• TAREA REQUERIDA A: Repite al pie de la letra el pasaje del texto sobre el pan desde "El creyente cristiano" hasta "cualquier otro alimento.".

── PÁGINA

El creyente cristiano le suplicaba a Dios que no olvidase darle “El Pan de cada día”; y llegó a considerar que los propios ángeles comían pan, un pan dulce, pero pan al fin y al cabo. Con el cristianismo el pan se convertiría en cuerpo, alma y divinidad del Cristo… En la tradición judeocristiana, el pan es el mejor alimento no solo para el cuerpo sino, quizá más, para el espíritu; el kiddúsh del sabbad y la eucaristía lo han elevado a una categoría que sobrepasa la de cualquier otro alimento.
En el hombre, todos sus sentidos se relacionan con el pan: la vista agradable de una telera, hogaza, rosca o torta; el olfato amplía su campo de percepción al ser el pan olisqueado con cierto placer; el oído que percibe el agradable crujir de la corteza; el gusto que se regocija al humedecer con saliva el pan masticado; el tacto que se excita al tocar la costra que lo envuelve y la miga que cede a la menor presión de un dedo, y, en fin, todo el ser que se muestra receptivo al alimento que va a recibir, al bienestar que se siente al comer pan… Pero el hombre no solamente se siente reconfortado por el alimento, sino que se imagina todos los placeres que la naturaleza le proporciona cuando actúa sobre ella solicitando mentalmente el debido reconocimiento a su esfuerzo en la labranza de la tierra, en la siembra del grano y en su recolección. El labrador cuenta con la generosidad de la lluvia y con el calor del sol…
El profesor Felipe Fernández-Armesto cuenta un suceso que le ocurrió en Afganistán a su colega Jack Harlan:
“Se encontró con un grupo de hombres vestidos con chaquetas bordadas de vivos colores, pantalones bombachos y zapatos puntiagudos. Llevaban dos tambores y cantaban y bailaban agitando hoces en el aire. Les seguían las mujeres cubiertas con el chador pero disfrutando de la ocasión sin excesivo comedimiento. Me detuve y les pregunté en mi mal farsi: ¿Era una celebración de boda o algo parecido? Me miraron sorprendidos y dijeron: No, nada por el estilo. Sólo vamos a segar trigo…”.
En el pertinaz y caluroso estío alcazareño, las mozas moritas del pueblo —las de origen campesino o fellaha— se encaminaban, cantando alegres coplillas, hacia la siega de la mies agostada, sentadas en la plataforma sin borde de unas bateas o carrozas con cuatro ruedas neumáticas de viejos automóviles; iban sonrientes canturreando y dispuestas a segar —por un exiguo jornal— las abundosas cosechas de trigo de los ubérrimos campos de mi pueblo natal… La siega se realizaba en el mes de junio. Las muchachas se ataviaban con ropas blancas y la cabeza cubierta con un amplio pañuelo llamado “meherma” que las envolvía hasta el cuello y parte del rostro; sobre el pañuelo se encasquetaban un sombrero de paja de anchas alas para protegerse de la solana (aún hoy las andaluzas se protegen la cabeza con idéntico atuendo). Al atardecer regresaban al hogar satisfechas por la tarea realizada, igual de sonrientes y cantarinas a pesar de la ardua faena. Y aún les quedaban fuerzas para ayudar en las labores del hogar… Nadie podrá nunca evaluar —poner un precio justo— a los trabajos sin remunerar que, desde siempre, hacen las mujeres.

────

• TAREA REQUERIDA B: Extrae sin cambios cada línea de los registros donde aparezca la palabra "object".

── REGISTROS PROPORCIONADOS

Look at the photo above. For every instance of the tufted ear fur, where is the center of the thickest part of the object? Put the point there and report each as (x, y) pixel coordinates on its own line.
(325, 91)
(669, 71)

────
── REGISTROS PROPORCIONADOS

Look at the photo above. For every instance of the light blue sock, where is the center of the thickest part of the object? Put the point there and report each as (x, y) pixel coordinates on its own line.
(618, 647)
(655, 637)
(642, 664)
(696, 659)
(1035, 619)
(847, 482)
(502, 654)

────

• RESPUESTA COMPLETA A:
El creyente cristiano le suplicaba a Dios que no olvidase darle “El Pan de cada día”; y llegó a considerar que los propios ángeles comían pan, un pan dulce, pero pan al fin y al cabo. Con el cristianismo el pan se convertiría en cuerpo, alma y divinidad del Cristo… En la tradición judeocristiana, el pan es el mejor alimento no solo para el cuerpo sino, quizá más, para el espíritu; el kiddúsh del sabbad y la eucaristía lo han elevado a una categoría que sobrepasa la de cualquier otro alimento.

• RESPUESTA COMPLETA B:
Look at the photo above. For every instance of the tufted ear fur, where is the center of the thickest part of the object? Put the point there and report each as (x, y) pixel coordinates on its own line.
Look at the photo above. For every instance of the light blue sock, where is the center of the thickest part of the object? Put the point there and report each as (x, y) pixel coordinates on its own line.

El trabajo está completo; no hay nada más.